SELECTED EXTRACT →
• • • •

September 24th. Christianity, as Christ taught, is the truest philosophy of life ever spoken. But let us be quite sure when we speak of Christianity, that we mean Christ's Christianity. Pax Vobiscum, p. 47.

September 25th. So far from ministering to growth, parasitism ministers to decay. So far from ministering to holiness, that is to wholeness, parasitism ministers to exactly the opposite. One by one the spiritual faculties droop and die, one by one from lack of exercise the muscles of the soul grow weak and flaccid, one by one the moral activities cease. So from him that hath not, is taken away that which he hath, and after a few years of parasitism there is nothing left to save. Natural Law, p. 336.

September 26th. The natural life, not less than the eternal, is the gift of God. But life in either case is the beginning of growth and not the end of grace. To pause where we should begin, to retrograde where we should advance, to seek a mechanical security that we may cover inertia and find a wholesale salvation in which there is no personal sanctification—this is Parasitism. Natural Law, p. 336.

September 27th. Could we investigate the spirit as a living organism, or study the soul of the backslider on principles of comparative anatomy, we should have a revelation of the organic effects of sin, even of the mere sin of carelessness as to growth and work, which must revolutionize our ideas of practical religion. There is no room for the doubt even that what goes on in the body does not with equal certainty take place in the spirit under the corresponding conditions. Natural Law, p. 345.

September 28th. It is the beautiful work of Christianity everywhere to adjust the burden of life to those who bear it, and them to it. It has a perfectly miraculous gift of healing. Without doing any violence to human nature it sets it right with life, harmonizing it with all surrounding things, and restoring those who are jaded with the fatigue and dust of the world to a new grace of living. Pax Vobiscum, p. 46.

September 29th. The penalty of backsliding is not something unreal and vague, some unknown quantity which may be measured out to us disproportionately, or which, perchance, since God is good, we may altogether evade. The consequences are already marked within the structure of the soul. So to speak, they are physiological. The thing effected by our in difference or by our indulgence is not the book of final judgment, but the present fabric of the soul. Natural Law, p. 346.

September 30th. The punishment of degeneration is simply degeneration— the loss of functions, the decay of organs, the atrophy of the spiritual nature. It is well known that the recovery of the backslider is one of the hardest problems in spiritual work. To reinvigorate an old organ seems more difficult and hopeless than to develop a new one; and the backslider's terrible lot is to have to retrace with enfeebled feet each step of the way along which he strayed; to make up inch by inch the leeway he has lost, carrying with him a dead-weight of acquired reluctance, and scarce knowing whether to be stimulated or discouraged by the oppressive memory of the previous fall. Natural Law, p. 346.

October 1st. He who abandons the personal search for truth, under whatever pretext, abandons truth. The very word truth, by becoming the limited possession of a guild, ceases to have any meaning; and faith, which can only be founded on truth, gives way to credulity, resting on mere opinion. Natural Law, p. 352.

October 2d. It is more necessary for us to be active than to be orthodox. To be orthodox is what we wish to be, but we can only truly reach it by being honest, by being original, by seeing with our own eyes, by believing with our own heart. Natural Law. p. 364.

• • • •

DATASET ENTRIES →
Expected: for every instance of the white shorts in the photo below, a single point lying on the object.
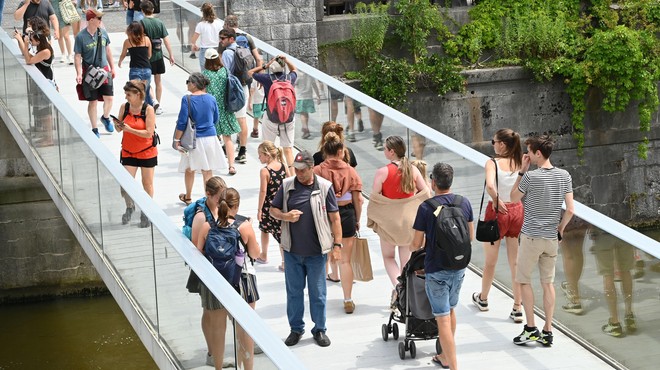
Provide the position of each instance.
(243, 112)
(284, 131)
(207, 156)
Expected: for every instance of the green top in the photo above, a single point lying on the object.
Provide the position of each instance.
(155, 29)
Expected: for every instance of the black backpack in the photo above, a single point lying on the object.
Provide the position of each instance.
(452, 234)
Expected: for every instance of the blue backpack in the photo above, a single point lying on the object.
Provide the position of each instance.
(235, 96)
(189, 214)
(222, 248)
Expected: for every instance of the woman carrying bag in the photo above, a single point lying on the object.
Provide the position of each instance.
(501, 174)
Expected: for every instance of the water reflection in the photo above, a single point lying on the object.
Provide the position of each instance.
(72, 333)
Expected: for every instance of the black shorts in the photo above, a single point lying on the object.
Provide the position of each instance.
(158, 67)
(347, 215)
(136, 162)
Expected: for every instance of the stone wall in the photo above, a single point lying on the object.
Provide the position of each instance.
(39, 255)
(609, 178)
(289, 25)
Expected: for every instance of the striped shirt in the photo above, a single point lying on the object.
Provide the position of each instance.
(544, 190)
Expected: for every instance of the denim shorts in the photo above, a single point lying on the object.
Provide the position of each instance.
(442, 289)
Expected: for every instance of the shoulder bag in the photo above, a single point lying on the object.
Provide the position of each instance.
(189, 137)
(95, 75)
(489, 231)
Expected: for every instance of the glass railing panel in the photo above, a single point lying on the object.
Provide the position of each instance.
(128, 243)
(80, 180)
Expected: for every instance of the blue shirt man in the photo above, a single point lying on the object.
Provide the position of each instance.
(442, 286)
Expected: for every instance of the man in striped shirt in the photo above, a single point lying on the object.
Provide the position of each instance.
(542, 192)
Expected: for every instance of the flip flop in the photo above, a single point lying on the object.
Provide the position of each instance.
(437, 360)
(182, 197)
(331, 279)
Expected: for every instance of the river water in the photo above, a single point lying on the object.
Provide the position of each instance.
(69, 333)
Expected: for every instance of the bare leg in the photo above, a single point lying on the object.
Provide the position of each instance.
(346, 268)
(189, 181)
(491, 253)
(446, 330)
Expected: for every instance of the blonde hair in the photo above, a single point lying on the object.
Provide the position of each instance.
(274, 152)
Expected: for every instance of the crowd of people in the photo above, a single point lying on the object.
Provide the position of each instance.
(312, 204)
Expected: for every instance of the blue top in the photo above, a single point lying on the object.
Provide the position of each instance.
(425, 221)
(205, 113)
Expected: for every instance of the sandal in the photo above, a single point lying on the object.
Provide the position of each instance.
(182, 197)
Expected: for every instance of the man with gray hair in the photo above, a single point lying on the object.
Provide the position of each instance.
(442, 285)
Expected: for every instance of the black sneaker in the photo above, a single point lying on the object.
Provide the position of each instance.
(321, 339)
(126, 217)
(480, 303)
(528, 335)
(293, 338)
(614, 330)
(630, 323)
(546, 338)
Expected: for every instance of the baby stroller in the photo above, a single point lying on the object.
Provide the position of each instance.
(412, 308)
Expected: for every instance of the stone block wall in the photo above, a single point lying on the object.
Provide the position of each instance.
(39, 255)
(289, 25)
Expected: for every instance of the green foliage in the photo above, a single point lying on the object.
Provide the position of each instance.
(369, 28)
(416, 20)
(609, 46)
(388, 80)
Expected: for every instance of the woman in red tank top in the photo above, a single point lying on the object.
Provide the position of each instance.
(137, 150)
(398, 180)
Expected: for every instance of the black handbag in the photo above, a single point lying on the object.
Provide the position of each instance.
(489, 231)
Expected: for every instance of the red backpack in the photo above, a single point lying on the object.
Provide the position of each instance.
(281, 102)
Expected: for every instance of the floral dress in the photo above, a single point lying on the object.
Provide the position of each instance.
(227, 124)
(268, 224)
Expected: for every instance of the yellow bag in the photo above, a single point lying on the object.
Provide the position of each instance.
(361, 260)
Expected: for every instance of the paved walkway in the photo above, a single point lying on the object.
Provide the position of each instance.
(483, 339)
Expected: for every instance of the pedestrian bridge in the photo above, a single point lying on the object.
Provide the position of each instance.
(146, 268)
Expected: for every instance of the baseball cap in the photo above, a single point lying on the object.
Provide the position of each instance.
(303, 160)
(92, 13)
(211, 54)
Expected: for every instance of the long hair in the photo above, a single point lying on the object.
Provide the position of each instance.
(229, 200)
(135, 33)
(337, 128)
(513, 152)
(397, 144)
(208, 14)
(333, 145)
(268, 147)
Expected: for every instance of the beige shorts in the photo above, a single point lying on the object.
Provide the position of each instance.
(533, 251)
(284, 131)
(243, 112)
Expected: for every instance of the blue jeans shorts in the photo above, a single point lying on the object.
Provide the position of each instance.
(442, 289)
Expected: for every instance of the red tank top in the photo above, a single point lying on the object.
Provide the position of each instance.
(133, 146)
(392, 184)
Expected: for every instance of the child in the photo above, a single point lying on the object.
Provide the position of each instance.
(271, 177)
(421, 166)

• • • •

TO-DO LIST →
a: Repeat the passage in the dated readings from "September 30th. The" up to and including "fall. Natural Law, p. 346.".
b: Which distinct page numbers of Natural Law do the dated readings cite?

ANSWERS BY TASK →
a:
September 30th. The punishment of degeneration is simply degeneration— the loss of functions, the decay of organs, the atrophy of the spiritual nature. It is well known that the recovery of the backslider is one of the hardest problems in spiritual work. To reinvigorate an old organ seems more difficult and hopeless than to develop a new one; and the backslider's terrible lot is to have to retrace with enfeebled feet each step of the way along which he strayed; to make up inch by inch the leeway he has lost, carrying with him a dead-weight of acquired reluctance, and scarce knowing whether to be stimulated or discouraged by the oppressive memory of the previous fall. Natural Law, p. 346.

b: 336, 345, 346, 352, 364